◆ EXERCISE PROMPT ◆
Each line below should be repeated exactly as written, with no pictures carried over.

◆ INFORMATION SUPPLIED ◆
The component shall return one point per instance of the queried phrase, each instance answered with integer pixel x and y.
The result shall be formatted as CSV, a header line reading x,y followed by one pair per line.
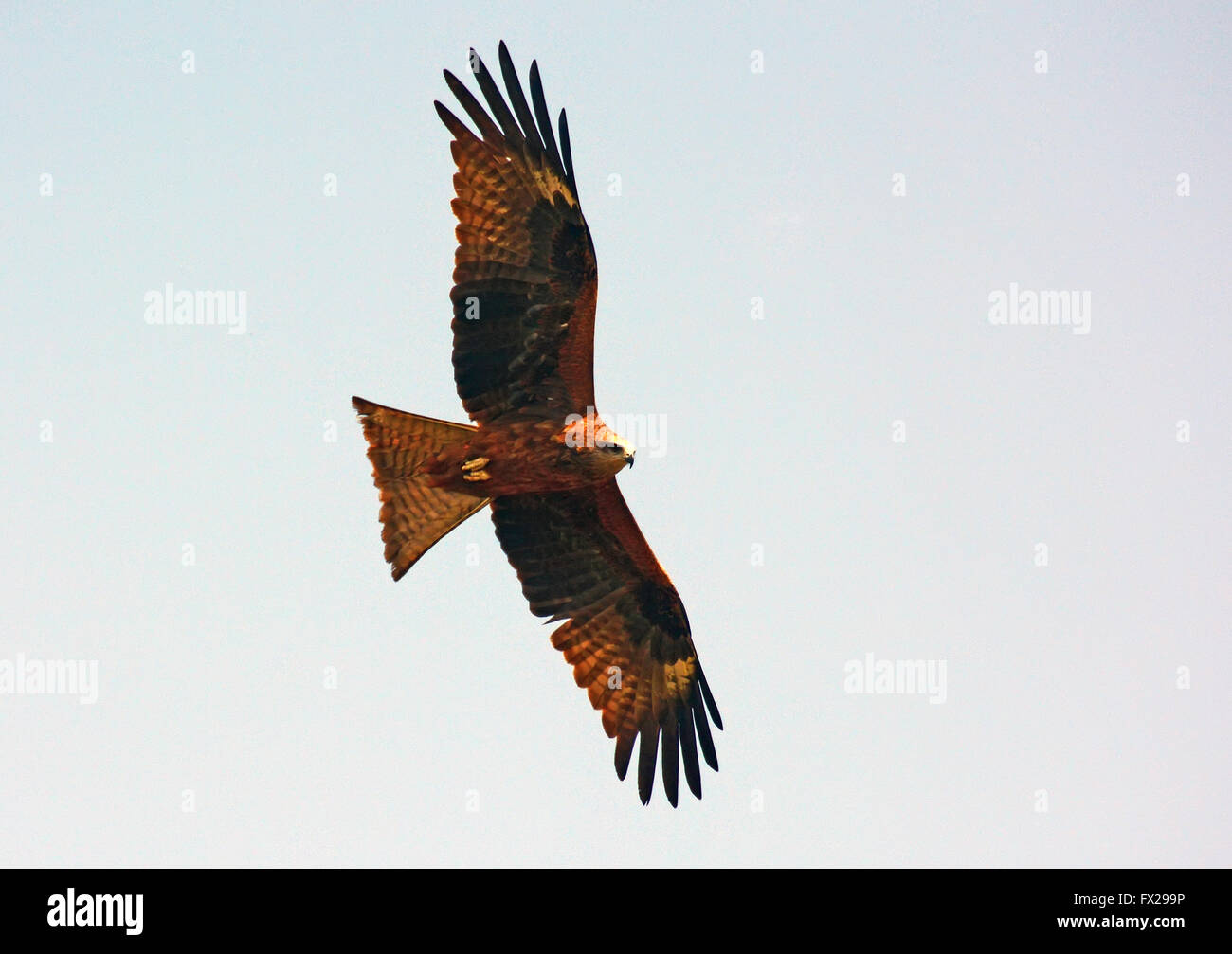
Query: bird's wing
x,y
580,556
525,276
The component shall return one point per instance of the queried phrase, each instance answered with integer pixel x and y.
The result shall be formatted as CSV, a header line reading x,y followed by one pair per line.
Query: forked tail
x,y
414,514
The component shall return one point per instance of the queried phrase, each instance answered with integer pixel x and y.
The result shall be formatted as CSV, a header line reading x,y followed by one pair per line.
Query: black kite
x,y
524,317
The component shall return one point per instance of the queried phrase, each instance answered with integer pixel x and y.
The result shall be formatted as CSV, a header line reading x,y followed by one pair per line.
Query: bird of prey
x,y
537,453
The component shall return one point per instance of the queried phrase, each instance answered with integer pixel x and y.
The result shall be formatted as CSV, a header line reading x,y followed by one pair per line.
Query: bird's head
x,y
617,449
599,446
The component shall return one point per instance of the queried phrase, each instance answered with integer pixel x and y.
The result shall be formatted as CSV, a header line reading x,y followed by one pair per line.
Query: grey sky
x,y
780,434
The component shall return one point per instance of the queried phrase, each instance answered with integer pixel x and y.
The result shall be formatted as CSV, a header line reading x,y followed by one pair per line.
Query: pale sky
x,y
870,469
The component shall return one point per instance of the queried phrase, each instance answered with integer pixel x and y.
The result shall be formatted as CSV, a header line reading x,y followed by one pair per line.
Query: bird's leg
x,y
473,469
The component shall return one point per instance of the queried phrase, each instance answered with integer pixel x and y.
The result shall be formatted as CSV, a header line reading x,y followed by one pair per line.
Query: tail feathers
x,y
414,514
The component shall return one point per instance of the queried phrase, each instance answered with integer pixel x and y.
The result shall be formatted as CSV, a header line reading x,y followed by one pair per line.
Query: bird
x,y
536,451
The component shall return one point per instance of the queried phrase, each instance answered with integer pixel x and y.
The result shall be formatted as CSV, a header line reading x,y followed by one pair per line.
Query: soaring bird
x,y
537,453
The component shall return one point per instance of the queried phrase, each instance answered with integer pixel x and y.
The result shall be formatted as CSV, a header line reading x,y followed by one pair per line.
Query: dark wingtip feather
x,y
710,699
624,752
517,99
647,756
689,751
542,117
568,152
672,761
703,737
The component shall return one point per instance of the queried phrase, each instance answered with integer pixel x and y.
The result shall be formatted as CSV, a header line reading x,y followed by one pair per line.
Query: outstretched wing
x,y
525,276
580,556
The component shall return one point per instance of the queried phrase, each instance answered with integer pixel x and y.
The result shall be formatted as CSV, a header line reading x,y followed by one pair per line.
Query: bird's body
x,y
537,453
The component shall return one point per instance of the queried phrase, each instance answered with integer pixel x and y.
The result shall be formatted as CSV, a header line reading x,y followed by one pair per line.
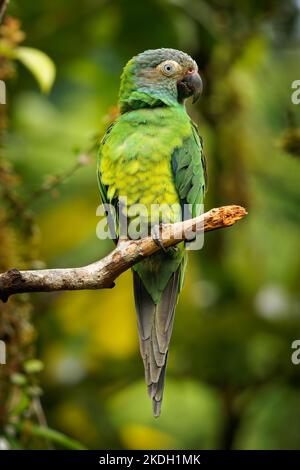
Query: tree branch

◆ EXPECTED OUTPUT ◆
The component shall return one point per instance of the queried phrase, each instance answered with integer pixel x and y.
The result shall be formatted as CSV, a header line reading x,y followed by one pair per line.
Query: bird's wing
x,y
580,556
525,276
The component shall return one point per instance of the queried phrase, each instance answered with integer pixel x and y.
The result shall be formatted as CSV, a header line reading x,y followed by one pair per line.
Query: forked tail
x,y
414,514
The component shall return one point per instance of the queried phrase, each instance answered with integer pixel x and y.
The result shall be formatted as CSV, a header line reading x,y followed by one pair per line.
Query: black kite
x,y
524,317
The component shall return one point per instance of the queried phrase, each instance answered with integer pixel x and y.
The result shall be formatted as CSV, a header line reading x,y followed by one pair per line.
Query: bird of prey
x,y
537,453
The component shall return one point per instance of the queried phrase, each instance answered with integer pixel x and y.
The result shall be formatted as CSV, a header line reading x,y followed by one pair per line.
Query: bird's head
x,y
617,449
599,446
The component shall return one point per instance of the queried phrase, each instance answered with integer pixel x and y.
The result shall be formatted as CSV, a header line reading x,y followed by one pair per line.
Query: grey sky
x,y
780,434
The component shall return one point per instance of the queried phrase, each instance answered with integer pixel x and y.
The result shall be formatted as CSV, a header line reading x,y followed by one pair per line.
Query: pale sky
x,y
870,469
The component shall return one point per instance of the queried phrase, each instance answered with integer pixel x and y.
The result shall be formatted as CSV, a header line reading x,y followed by one pair per line.
Query: bird's leg
x,y
473,469
The component shall return one point per instance of the queried phrase, each instance answered with integer pixel x and y.
The result shall be formatted as CSV, a header line reading x,y followed by one pair per line.
Query: tail feathers
x,y
414,514
The component shall return one point per instance of the queried phrase, each instance answered with integer pixel x and y.
The result shall be formatted as CSV, a header line reading x,y followed by one pair per line.
Query: bird
x,y
536,451
The component shall return one point per instance of the queried phrase, each instance answered with integer pixel x and y.
The result shall be formatted as CSV, a header line reading x,y followed by one pair per line.
Query: soaring bird
x,y
537,453
The component shall return one point per instance of the queried phrase, each instance answered with integer pixel x and y.
The result shall be formatted as CSV, a header line reading x,y followed by one pair per line.
Query: dark wingtip feather
x,y
710,699
624,752
517,99
647,756
689,751
542,117
568,152
672,761
703,737
The component shall return one point per instance of the queried phrase, each instance answered with integer pixel x and y.
The result shall be formatted as CSV, a header line reading x,y followed by one pair per line.
Query: outstretched wing
x,y
525,276
580,556
The component shall return one point per instance of the queried phrase, each instance answered with integer pixel x and y.
The result shall be formatted as CSV, a header line reading x,y followed by one pair per line.
Query: bird's body
x,y
537,453
The component shall return one point per instance of the queried phrase, each instance answered with integer pixel x and y.
The result shall be formatted as CSV, a header line reading x,y followed by one pair per line.
Query: tree branch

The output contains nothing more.